::: Data provided :::

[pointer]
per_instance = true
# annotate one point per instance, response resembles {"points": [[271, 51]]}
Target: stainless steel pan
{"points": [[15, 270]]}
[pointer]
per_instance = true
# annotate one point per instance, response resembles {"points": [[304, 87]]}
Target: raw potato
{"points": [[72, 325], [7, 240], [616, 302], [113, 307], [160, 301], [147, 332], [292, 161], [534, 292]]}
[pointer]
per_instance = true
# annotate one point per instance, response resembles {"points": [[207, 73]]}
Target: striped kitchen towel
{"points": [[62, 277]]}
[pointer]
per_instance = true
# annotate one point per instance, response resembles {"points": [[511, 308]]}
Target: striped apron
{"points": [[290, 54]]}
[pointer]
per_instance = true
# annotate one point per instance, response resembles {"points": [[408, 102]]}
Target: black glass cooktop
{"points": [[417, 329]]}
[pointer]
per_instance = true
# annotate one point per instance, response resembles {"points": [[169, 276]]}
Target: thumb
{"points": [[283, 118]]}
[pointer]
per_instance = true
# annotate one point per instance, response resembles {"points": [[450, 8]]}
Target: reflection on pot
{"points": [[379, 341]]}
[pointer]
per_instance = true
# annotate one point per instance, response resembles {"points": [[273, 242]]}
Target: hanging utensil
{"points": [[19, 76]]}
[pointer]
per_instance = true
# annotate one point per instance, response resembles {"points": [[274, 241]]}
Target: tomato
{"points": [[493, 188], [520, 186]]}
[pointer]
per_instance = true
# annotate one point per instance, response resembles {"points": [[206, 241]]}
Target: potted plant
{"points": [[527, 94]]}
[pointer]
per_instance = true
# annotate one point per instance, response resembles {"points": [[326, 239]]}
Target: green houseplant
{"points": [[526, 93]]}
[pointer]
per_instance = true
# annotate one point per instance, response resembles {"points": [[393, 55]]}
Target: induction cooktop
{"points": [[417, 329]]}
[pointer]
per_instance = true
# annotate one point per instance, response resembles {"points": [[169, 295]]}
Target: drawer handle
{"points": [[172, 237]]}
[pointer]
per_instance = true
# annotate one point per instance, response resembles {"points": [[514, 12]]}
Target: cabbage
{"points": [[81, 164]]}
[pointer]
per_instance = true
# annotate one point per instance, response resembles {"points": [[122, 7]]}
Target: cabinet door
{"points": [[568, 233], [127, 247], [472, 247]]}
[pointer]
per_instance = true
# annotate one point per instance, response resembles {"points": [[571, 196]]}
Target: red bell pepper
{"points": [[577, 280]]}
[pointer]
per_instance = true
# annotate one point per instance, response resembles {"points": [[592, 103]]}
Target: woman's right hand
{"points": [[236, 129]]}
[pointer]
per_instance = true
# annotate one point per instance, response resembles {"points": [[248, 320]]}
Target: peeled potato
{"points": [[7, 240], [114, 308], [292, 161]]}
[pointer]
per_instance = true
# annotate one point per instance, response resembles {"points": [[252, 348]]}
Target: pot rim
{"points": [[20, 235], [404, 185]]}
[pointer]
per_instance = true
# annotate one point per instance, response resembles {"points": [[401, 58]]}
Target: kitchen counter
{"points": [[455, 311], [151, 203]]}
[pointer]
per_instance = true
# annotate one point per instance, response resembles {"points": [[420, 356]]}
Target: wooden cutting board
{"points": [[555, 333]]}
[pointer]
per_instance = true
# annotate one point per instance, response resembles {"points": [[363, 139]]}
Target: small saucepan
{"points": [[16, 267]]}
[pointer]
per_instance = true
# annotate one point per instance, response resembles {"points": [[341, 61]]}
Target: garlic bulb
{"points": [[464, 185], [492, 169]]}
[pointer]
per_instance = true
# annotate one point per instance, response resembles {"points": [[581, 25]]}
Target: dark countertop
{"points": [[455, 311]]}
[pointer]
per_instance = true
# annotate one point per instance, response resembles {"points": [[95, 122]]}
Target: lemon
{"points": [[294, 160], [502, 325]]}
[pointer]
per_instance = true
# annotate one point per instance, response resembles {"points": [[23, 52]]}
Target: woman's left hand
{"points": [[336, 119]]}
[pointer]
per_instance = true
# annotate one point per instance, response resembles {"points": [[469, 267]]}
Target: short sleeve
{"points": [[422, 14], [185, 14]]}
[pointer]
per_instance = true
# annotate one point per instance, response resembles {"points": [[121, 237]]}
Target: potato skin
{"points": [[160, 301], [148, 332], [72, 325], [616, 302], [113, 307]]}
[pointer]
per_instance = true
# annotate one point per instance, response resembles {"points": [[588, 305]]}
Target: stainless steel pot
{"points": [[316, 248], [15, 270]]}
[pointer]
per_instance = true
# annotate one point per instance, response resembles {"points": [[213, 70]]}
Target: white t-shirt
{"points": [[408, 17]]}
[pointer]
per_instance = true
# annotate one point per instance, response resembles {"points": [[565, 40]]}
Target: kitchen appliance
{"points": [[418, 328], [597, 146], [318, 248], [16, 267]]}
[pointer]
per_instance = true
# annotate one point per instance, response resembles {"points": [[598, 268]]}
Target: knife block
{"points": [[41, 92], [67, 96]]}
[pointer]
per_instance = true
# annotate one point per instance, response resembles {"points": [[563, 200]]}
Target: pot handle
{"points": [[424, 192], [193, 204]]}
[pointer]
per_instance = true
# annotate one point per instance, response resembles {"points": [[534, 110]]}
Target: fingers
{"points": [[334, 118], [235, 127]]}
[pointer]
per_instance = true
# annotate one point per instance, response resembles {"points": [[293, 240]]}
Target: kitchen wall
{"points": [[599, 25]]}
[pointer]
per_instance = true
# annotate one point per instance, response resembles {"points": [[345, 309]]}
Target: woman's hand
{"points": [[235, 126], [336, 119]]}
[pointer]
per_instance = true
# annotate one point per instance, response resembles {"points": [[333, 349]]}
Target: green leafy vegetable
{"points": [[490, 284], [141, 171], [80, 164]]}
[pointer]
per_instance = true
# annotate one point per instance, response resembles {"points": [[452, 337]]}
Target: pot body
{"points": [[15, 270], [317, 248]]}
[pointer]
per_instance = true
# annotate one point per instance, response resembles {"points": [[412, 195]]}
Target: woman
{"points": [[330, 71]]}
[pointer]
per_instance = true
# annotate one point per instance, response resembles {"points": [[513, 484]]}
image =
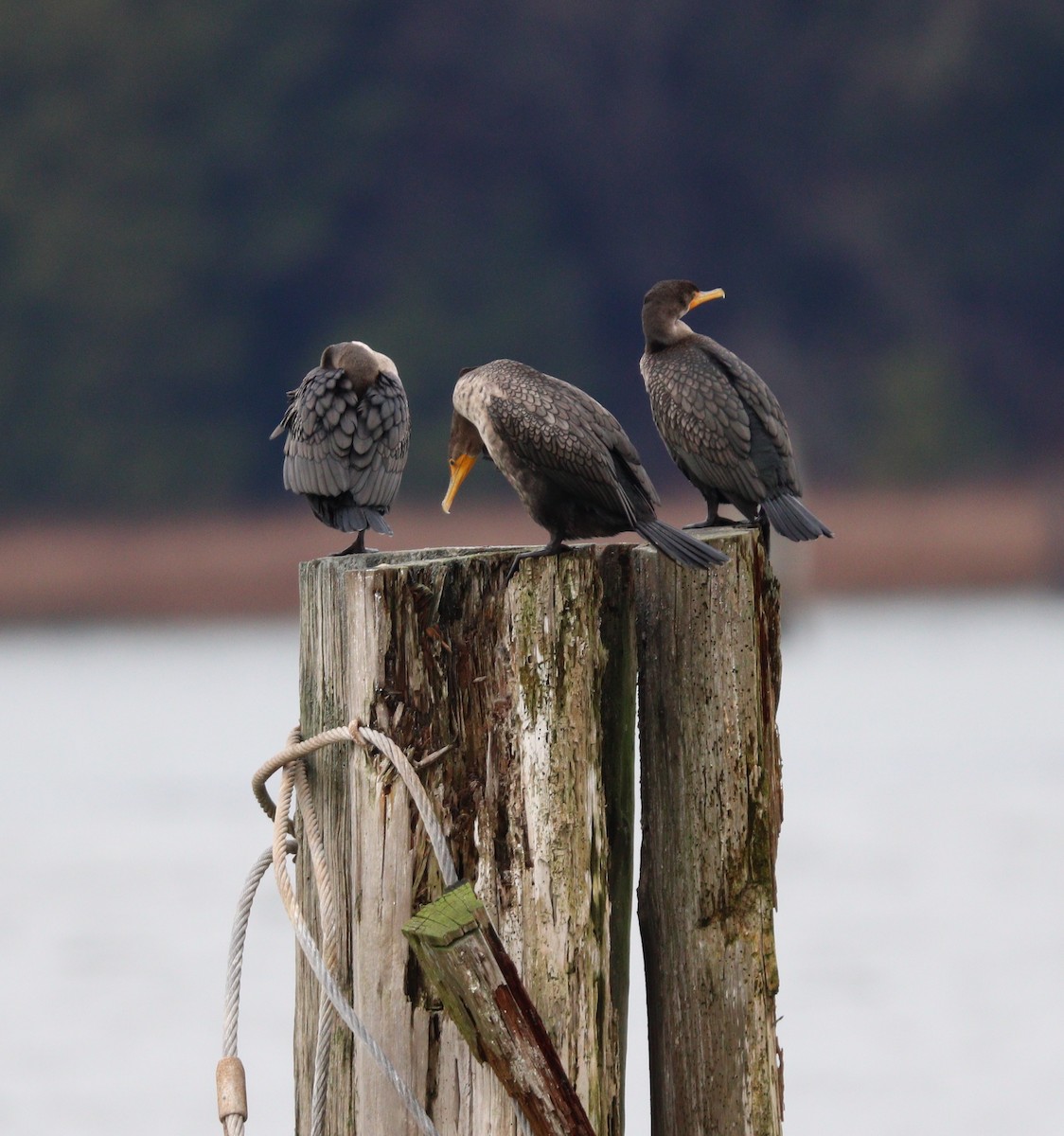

:::

▶ [Exercise details]: Set down every record exactly, without the pictures.

▶ [Result]:
[pointer]
per_instance = true
# annotate one point per instance, response resembles {"points": [[271, 51]]}
Target: stainless steel pan
{"points": [[15, 270]]}
[pointer]
per_instance = true
# annotate one point per instance, response resembles {"points": [[304, 87]]}
Target: raw potato
{"points": [[72, 325], [7, 240], [616, 302], [113, 307], [160, 301], [147, 332], [292, 161], [534, 292]]}
[pointer]
per_instance = true
# annotate one point per instance, response resembles {"points": [[207, 73]]}
Target: striped kitchen towel
{"points": [[62, 277]]}
[pointer]
per_instance = true
# annotate one point per instance, response resembles {"points": [[511, 308]]}
Target: striped apron
{"points": [[290, 54]]}
[pointer]
per_instance = true
# annotate one point per instance, response resembles {"points": [[408, 102]]}
Target: black glass cooktop
{"points": [[417, 329]]}
[pointer]
per_instance = true
# annotate one point per instance, response resembles {"points": [[169, 276]]}
Target: thumb
{"points": [[283, 118]]}
[pointer]
per_instance = true
# annotate one point per instance, response resembles {"points": [[450, 8]]}
Target: reflection on pot
{"points": [[379, 341]]}
[pointer]
per_instance = true
# annotate one point per instance, response resembles {"points": [[273, 242]]}
Target: hanging utensil
{"points": [[19, 76]]}
[pointer]
per_instance = true
# annotate one point per instance, response resembles {"points": [[274, 241]]}
Target: tomato
{"points": [[493, 188], [520, 186]]}
[pointer]
per_instance = true
# annotate one point per instance, response resembles {"points": [[206, 241]]}
Target: potted plant
{"points": [[527, 94]]}
[pointer]
per_instance = true
# annotate one point per instance, response resembles {"points": [[326, 239]]}
Target: green houseplant
{"points": [[526, 93]]}
[pointer]
per_instance = true
# annotate one point per instance, response resembles {"points": [[393, 55]]}
Target: induction cooktop
{"points": [[417, 329]]}
[pointer]
per_instance = true
# annotate one point per instance, response resembles {"points": [[169, 295]]}
Target: drawer handle
{"points": [[172, 237]]}
[pointer]
per_instance = true
# annotate one point per instance, response resembles {"points": [[514, 12]]}
Target: cabbage
{"points": [[81, 164]]}
[pointer]
per_instance = true
# annotate one point per instance, response resembles {"points": [[122, 7]]}
Target: cabinet door
{"points": [[568, 233], [127, 247], [472, 247]]}
[pointer]
per_instance = true
# annotate one point per instance, response resembles {"points": [[571, 196]]}
Target: red bell pepper
{"points": [[577, 280]]}
[pointer]
per_instance = true
# annotate one point per instance, response resembles {"points": [[592, 103]]}
Target: woman's right hand
{"points": [[236, 129]]}
[pointer]
per_instance = true
# annotate one point per instance, response resembles {"points": [[248, 320]]}
Target: peeled potato
{"points": [[7, 240], [114, 308], [292, 161]]}
[pointer]
per_instance = true
# annotate one point per instance, response resembles {"points": [[252, 348]]}
Target: pot rim
{"points": [[20, 235], [404, 185]]}
[pointer]
per_instance = true
# annotate one point per instance, response resembles {"points": [[401, 58]]}
Target: kitchen counter
{"points": [[455, 311], [151, 203]]}
[pointer]
per_instance = true
# annotate one point per instance, response resembles {"points": [[420, 356]]}
Target: wooden cutting board
{"points": [[555, 333]]}
[pointer]
per_instance = true
# annotate one point per instance, response resembles {"points": [[363, 139]]}
Target: small saucepan
{"points": [[16, 267]]}
[pointer]
per_instance = true
# annotate one point per instance, response resembles {"points": [[341, 61]]}
Target: garlic bulb
{"points": [[464, 185], [492, 169]]}
[pointer]
per_instance = true
# annotate one point per instance, response resembles {"points": [[581, 25]]}
Target: dark countertop
{"points": [[455, 311]]}
[pointer]
per_instance = true
# annotate one point per instance, response resembles {"points": [[95, 122]]}
Target: lemon
{"points": [[294, 160], [502, 325]]}
[pointer]
per_instance = true
# annotate one point per instance, response resembles {"points": [[23, 52]]}
Target: woman's left hand
{"points": [[336, 119]]}
[pointer]
per_instance = true
# annotate one point per instance, response resembles {"points": [[469, 267]]}
Target: short sleeve
{"points": [[422, 14], [185, 14]]}
[pointer]
per_instance = true
# annotate one point per instance, response resembles {"points": [[121, 237]]}
Target: potato skin
{"points": [[160, 301], [148, 332], [72, 325], [616, 302], [113, 307]]}
[pointer]
per_instance = true
# annotate one point per instance, response resembles {"points": [[588, 305]]}
Target: stainless steel pot
{"points": [[316, 248], [15, 270]]}
[pointer]
per_instance = true
# annotate one point per instance, response resembles {"points": [[213, 70]]}
Target: white t-shirt
{"points": [[408, 17]]}
[pointer]
per_instance = true
# annotate one point per instance, response resembles {"points": [[565, 40]]}
Target: kitchen appliance
{"points": [[418, 328], [597, 146], [318, 248], [16, 267]]}
[pointer]
per_instance = true
# annotate one point per instance, response resembles {"points": [[598, 268]]}
Target: knife block
{"points": [[41, 92], [67, 96]]}
[pointer]
per_instance = true
# annotate one point per instance, response resembles {"points": [[563, 200]]}
Target: pot handle
{"points": [[424, 192], [193, 204]]}
[pointer]
per_instance = true
# annotate one point per instance, response resembles {"points": [[534, 110]]}
Target: fingers
{"points": [[334, 118], [235, 127]]}
[pointer]
per_instance = true
# annotate one point per instance, response resembles {"points": [[293, 240]]}
Target: kitchen wall
{"points": [[599, 25]]}
[pointer]
per_instance = true
# annotate one point per instance, response resembles {"points": [[345, 309]]}
Target: woman's hand
{"points": [[235, 126], [336, 119]]}
[pointer]
per_instance = true
# annotate one point per instance, response resembles {"points": [[333, 349]]}
Target: green leafy vegetable
{"points": [[490, 284], [141, 171], [80, 164]]}
[pointer]
per_instance = true
# annotate one point per instance, response resembles {"points": [[452, 337]]}
Target: pot body
{"points": [[15, 270], [317, 248]]}
[pointer]
per_instance = true
# annotate one point per instance, response resembles {"points": [[412, 195]]}
Target: woman
{"points": [[330, 71]]}
[pointer]
per_instance = true
# annotate one point per instance, response resembles {"points": [[513, 484]]}
image =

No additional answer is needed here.